◆ **COMPITI RICHIESTI**:
[1] Ripeti parola per parola il brano sull'inflazione: comincia dalle parole "Sebbene le cause" e fermati dopo "la lotta all’inflazione.".
[2] Perché, secondo il brano sull'inflazione, gran parte degli Stati occidentali ha bisogno di tassi bassi? Rispondi in una, due o tre frasi.
[3] Riprendi il brano sull'inflazione dal punto in cui si interrompe e portalo avanti.
-------- BRANO SELEZIONATO
ROMA (Public Policy) – Giorni fa l’Istituto Bruno Leoni ha presentato a Roma la traduzione di “Storia Monetaria degli Stati Uniti” di Milton Friedman e Anna Schwartz. Dopo una grave crisi finanziaria, e nel bel mezzo di una crisi inflazionistica, è urgente discutere dei problemi delle politiche monetarie degli ultimi due o tre decenni.

L’inflazione è alta in tutti i Paesi occidentali: in parte per le politiche fiscali espansionistiche che aumentano la domanda; in parte per un decennio di acquisti su larga scala degli asset finanziari per assicurare liquidità a basso costo a Governi e banche; in parte per la crisi energetica, provocata dalla fuga dal nucleare, dal disinvestimento in idrocarburi e dalla guerra in Ucraina; in parte, infine, è l’effetto della “deglobalizzazione”, la fuga dalla Cina delle catene del valore. I fattori che hanno garantito inflazione bassa nonostante le politiche monetarie espansive sono saltati: cosa fare ora? 

Sebbene le cause dell’inflazione siano molteplici, la risposta di policy non può che essere aumentare i tassi di interesse a cui le banche centrali “comprano” (in realtà, “affittano”: se le comprassero sarebbe monetizzazione) attività finanziarie. E qui veniamo ai tre ostacoli per la lotta all’inflazione.

Sin dalla nascita l’euro ha annullato gli spread tra periferia e Germania, incentivando aumenti della spesa primaria (i “dividendi dell’euro”), e bolle speculative immobiliari e finanziarie. Successivamente, il quantitative easing e il “whatever it takes” hanno esplicitato l’azzardo morale: i Paesi troppo indebitati e senza prospettive di crescita (in primis l’Italia) hanno bisogno di trasferimenti, garanzie, e liquidità assicurati dai Paesi meno malmessi. Se la Bce combattesse seriamente l’inflazione, rischierebbe di perdere l’Italia. Gran parte degli Stati occidentali è indebitata a livelli incompatibili con la stabilità finanziaria, e necessitano di tassi bassi per evitare crisi finanziarie: il Regno Unito, con la manovra keynesiana di Liz Truss, è lì a dimostrarlo.
----------------
-------- CONTENUTO DEL DATASET
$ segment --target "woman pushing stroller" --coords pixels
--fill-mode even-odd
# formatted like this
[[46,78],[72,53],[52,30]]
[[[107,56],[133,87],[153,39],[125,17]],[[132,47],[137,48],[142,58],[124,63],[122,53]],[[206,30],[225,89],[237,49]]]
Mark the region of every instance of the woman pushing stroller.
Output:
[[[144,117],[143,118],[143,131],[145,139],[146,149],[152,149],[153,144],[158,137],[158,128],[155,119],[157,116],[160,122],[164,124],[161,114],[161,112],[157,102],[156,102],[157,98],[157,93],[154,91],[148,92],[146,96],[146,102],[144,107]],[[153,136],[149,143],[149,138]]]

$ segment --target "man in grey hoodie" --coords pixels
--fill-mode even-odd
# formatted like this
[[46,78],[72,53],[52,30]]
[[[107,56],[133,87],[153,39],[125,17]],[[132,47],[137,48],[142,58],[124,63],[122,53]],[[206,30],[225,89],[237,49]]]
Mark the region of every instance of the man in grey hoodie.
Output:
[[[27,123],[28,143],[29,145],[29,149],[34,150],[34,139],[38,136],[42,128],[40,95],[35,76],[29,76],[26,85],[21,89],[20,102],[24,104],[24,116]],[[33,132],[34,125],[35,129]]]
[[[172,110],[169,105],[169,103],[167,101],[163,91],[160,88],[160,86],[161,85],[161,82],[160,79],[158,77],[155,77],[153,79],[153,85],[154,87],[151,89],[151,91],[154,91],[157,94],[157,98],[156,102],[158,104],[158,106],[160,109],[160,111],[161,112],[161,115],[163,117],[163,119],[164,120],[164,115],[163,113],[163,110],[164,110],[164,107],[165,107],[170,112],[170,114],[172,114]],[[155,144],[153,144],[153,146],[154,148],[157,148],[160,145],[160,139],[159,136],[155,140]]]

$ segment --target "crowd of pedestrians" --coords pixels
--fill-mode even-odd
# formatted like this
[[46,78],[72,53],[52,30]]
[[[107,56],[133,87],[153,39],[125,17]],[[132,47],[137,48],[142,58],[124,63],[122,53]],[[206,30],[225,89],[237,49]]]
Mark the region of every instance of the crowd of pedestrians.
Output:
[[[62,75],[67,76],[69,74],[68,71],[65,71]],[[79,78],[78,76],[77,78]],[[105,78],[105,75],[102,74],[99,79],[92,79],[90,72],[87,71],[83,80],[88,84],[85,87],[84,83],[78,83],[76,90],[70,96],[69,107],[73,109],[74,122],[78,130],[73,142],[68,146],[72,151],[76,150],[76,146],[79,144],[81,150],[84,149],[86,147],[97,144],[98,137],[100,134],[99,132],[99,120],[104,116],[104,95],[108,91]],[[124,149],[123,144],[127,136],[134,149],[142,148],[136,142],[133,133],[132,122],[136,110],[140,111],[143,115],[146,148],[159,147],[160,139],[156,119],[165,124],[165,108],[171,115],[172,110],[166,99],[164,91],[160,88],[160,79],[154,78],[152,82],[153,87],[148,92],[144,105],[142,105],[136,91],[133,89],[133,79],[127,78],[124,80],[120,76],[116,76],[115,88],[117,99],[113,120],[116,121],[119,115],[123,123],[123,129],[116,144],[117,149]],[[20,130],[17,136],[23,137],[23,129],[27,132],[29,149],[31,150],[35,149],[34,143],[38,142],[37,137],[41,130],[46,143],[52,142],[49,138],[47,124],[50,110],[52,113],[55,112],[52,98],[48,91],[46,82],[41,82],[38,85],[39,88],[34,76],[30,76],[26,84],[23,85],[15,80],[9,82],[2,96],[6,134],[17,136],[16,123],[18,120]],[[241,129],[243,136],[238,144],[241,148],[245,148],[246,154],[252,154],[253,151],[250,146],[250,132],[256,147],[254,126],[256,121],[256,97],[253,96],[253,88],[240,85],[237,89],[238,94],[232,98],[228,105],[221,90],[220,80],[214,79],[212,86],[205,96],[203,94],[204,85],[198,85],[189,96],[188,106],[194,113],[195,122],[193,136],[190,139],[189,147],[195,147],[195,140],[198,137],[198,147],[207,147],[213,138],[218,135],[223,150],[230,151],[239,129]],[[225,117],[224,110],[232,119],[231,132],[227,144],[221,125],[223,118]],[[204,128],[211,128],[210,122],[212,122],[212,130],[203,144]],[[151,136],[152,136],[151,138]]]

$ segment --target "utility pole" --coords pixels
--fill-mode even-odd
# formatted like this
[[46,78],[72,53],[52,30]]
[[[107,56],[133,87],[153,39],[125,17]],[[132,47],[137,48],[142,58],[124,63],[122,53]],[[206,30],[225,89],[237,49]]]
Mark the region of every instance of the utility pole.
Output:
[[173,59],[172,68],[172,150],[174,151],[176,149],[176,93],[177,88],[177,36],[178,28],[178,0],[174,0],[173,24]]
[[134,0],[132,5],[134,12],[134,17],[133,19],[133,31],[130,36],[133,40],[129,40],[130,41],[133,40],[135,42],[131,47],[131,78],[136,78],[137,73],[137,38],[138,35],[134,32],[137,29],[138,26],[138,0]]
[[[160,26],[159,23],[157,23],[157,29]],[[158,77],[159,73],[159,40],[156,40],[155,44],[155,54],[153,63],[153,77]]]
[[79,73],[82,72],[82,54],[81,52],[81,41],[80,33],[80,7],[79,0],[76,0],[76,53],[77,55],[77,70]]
----------------
◆ **RISULTATI FINALI**:
[1]
Sebbene le cause dell’inflazione siano molteplici, la risposta di policy non può che essere aumentare i tassi di interesse a cui le banche centrali “comprano” (in realtà, “affittano”: se le comprassero sarebbe monetizzazione) attività finanziarie. E qui veniamo ai tre ostacoli per la lotta all’inflazione.

[2] Sono indebitati a livelli incompatibili con la stabilità finanziaria e hanno bisogno di tassi bassi per evitare crisi finanziarie. A dimostrarlo c'è il Regno Unito, con la manovra keynesiana di Liz Truss.

[3]
In tutto il mondo occidentale c’è un secondo problema: ciò che l’euro ha fatto agli Stati membri, incentivandone l’irresponsabilità e la miopia, le banche centrali hanno fatto alle banche e ai mercati finanziari. Un aumento dei tassi potrebbe far crollare le quotazioni di azioni, obbligazioni e immobili, danneggiando banche e altre società finanziarie, altamente indebitate, con scarse riserve liquide, e con elevata leva finanziaria. La finanza ormai da trent’anni campa di azzardo morale, e sebbene la leva sia scesa dopo la crisi dei subprime e dell’eurozona dieci anni fa, rimane potenzialmente fragile.

Il terzo problema, più grave nel mondo anglosassone perché più orientato ai mercati azionari, è tollerare perdite finanziarie notevoli senza far saltare i fondi pensione che gestiscono i risparmi di decine di milioni di persone, che rischiano di non poter andare in pensione. L’intervento della Bank of England a favore dei fondi pensione, dopo il panico prodotto dalla manovra a debito della Truss, spiega l’urgenza di questo problema.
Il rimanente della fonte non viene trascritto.